Changes

Music: Crave - Nuno Bettencourt

Most of you, some even more than others, will find a kinship with these thoughts, you don't have to read them if you're weak of heart. :)

There are some nasty edges about life that I've never been able to work my way around. At times, just living on the edge tends to soften the aches. It's avoidance really, but sometimes, when you least expect it, it all piles down on you and you shudder under its weight.

I've spent a lifetime regretting my decisions, decisions I thought were incredibly intelligent at the time. I look back at my life now, What do I see? It's a mess, a shambles, but I love it. Without it, I would'nt be who I am today. I'm a quarter of a century + 1 old now, and at best, that's perhaps a third of my operating lifespan.

I've seen things, I've learnt things, I've regretted some of it.... But I feel superior in the knowledge that I know I messed up somewhere.... :o) My life's given me an edge over others in some ways, while it's pushed me under the water-table in other ways.... Yet, when I look back, I feel a strange sense of happiness that draws itself over my chin....

I think I'm not as much of an asshole as I thought I was.... I'm alive, and I'm moving in some direction.... Whatever it may be, I'm sure of one thing, I'm strange, I'm different, I hope to make a difference.... If I could go back in time and change something about my life, I would'nt be able to bring myself to change anything. I know it might do me good later, I know it would help if I could, but my life is riveted the way it is, I'm a sucker for avoiding pre-change. :o)

Comments

Joe said…
I find kinship with this post.
You are not alone Ankur.
Anonymous said…
me 2..
Ankur said…
sniff sniff...... Look who's here :)

You see things; and you say 'Why?';
But I dream things that never were;
and I still say 'Why not?'

Nice to see you K :) How are you doing?
Anonymous said…
Thats what life is all about...Constant learning..The day u stop to learn life wont be worth living...Thats the phases which make you grow...Today the things u repent on, maybe u will laugh on in few years...But there will still be few which will always leave cuts in ur heart but they make you stronger...They evolve you..they teach you the hardships which you couldnt have learnt otherwise. The teach you the value of life. Sometimes we often think life would have been so much easier and happier to look back had i not done some things but they had to happen...thats destiny and wen u learn from it and move on thats what makes u a better person...
+===+
* WRITTEN PROBLEM A: Please write out the part of the post on life's changes starting with "Most of you, some" and going on through "my operating lifespan.".
The post and the records have nothing to do with each other.
+===+
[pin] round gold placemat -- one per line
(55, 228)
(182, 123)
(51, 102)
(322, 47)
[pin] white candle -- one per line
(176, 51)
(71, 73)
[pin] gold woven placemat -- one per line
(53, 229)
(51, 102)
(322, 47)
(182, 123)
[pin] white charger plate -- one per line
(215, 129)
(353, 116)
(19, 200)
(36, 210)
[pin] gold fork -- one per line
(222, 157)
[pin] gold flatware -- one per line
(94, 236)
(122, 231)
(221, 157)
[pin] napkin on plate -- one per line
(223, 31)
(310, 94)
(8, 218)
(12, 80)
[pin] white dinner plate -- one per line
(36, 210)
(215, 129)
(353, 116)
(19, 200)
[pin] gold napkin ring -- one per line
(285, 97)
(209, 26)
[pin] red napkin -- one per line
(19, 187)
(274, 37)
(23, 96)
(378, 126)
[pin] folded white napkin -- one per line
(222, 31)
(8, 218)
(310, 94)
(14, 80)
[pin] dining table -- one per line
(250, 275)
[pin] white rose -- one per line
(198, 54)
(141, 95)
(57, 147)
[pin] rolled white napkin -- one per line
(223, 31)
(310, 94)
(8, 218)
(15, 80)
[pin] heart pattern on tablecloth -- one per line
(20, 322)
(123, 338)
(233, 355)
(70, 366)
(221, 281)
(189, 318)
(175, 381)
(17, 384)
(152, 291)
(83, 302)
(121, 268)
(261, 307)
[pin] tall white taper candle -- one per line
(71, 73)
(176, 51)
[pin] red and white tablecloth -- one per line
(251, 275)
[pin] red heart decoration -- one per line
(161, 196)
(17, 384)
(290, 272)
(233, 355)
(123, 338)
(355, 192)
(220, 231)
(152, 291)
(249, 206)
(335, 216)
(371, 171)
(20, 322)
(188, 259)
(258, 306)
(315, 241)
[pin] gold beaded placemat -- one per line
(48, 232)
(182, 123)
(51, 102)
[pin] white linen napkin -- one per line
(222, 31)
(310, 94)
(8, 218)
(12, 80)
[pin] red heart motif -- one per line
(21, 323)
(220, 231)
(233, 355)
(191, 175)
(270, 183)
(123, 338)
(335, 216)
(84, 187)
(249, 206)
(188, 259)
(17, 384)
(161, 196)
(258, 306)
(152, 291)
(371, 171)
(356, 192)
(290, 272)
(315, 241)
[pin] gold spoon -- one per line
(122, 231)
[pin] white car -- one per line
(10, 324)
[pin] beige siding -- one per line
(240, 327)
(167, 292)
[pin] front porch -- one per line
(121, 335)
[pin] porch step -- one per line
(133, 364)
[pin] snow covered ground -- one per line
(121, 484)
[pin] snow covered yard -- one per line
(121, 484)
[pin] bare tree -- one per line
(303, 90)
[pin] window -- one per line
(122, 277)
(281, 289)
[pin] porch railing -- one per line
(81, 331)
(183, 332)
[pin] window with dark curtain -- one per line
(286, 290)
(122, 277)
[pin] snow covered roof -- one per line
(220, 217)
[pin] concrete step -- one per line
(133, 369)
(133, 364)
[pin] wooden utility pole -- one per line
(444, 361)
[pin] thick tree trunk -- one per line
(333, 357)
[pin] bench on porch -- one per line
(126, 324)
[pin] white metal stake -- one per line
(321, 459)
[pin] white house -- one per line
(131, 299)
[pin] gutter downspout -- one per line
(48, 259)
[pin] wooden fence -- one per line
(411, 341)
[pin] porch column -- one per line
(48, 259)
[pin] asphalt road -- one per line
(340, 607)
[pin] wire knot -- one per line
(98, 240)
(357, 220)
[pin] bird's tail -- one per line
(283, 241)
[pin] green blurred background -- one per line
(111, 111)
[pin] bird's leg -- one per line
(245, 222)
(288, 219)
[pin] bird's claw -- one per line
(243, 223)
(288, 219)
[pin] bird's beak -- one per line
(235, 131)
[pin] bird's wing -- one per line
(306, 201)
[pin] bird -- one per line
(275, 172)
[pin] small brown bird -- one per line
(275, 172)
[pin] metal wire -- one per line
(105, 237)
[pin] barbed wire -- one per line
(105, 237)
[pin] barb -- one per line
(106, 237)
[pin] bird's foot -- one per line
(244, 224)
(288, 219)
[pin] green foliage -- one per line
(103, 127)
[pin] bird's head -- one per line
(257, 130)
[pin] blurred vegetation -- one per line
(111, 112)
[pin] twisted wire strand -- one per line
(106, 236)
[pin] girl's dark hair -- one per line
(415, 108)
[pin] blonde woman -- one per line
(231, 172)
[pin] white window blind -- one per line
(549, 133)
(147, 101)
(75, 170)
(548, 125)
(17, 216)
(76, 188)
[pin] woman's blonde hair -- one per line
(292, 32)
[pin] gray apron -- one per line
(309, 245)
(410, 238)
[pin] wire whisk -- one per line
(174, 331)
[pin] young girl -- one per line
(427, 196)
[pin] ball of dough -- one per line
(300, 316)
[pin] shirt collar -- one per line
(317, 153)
+===+
* WRITTEN PROBLEM B: Pick out each line of the records that contains the string "blonde", matching case.

* EXERCISE ANSWER A:
Most of you, some even more than others, will find a kinship with these thoughts, you don't have to read them if you're weak of heart. :)

There are some nasty edges about life that I've never been able to work my way around. At times, just living on the edge tends to soften the aches. It's avoidance really, but sometimes, when you least expect it, it all piles down on you and you shudder under its weight.

I've spent a lifetime regretting my decisions, decisions I thought were incredibly intelligent at the time. I look back at my life now, What do I see? It's a mess, a shambles, but I love it. Without it, I would'nt be who I am today. I'm a quarter of a century + 1 old now, and at best, that's perhaps a third of my operating lifespan.

* EXERCISE ANSWER B:
[pin] blonde woman -- one per line
[pin] woman's blonde hair -- one per line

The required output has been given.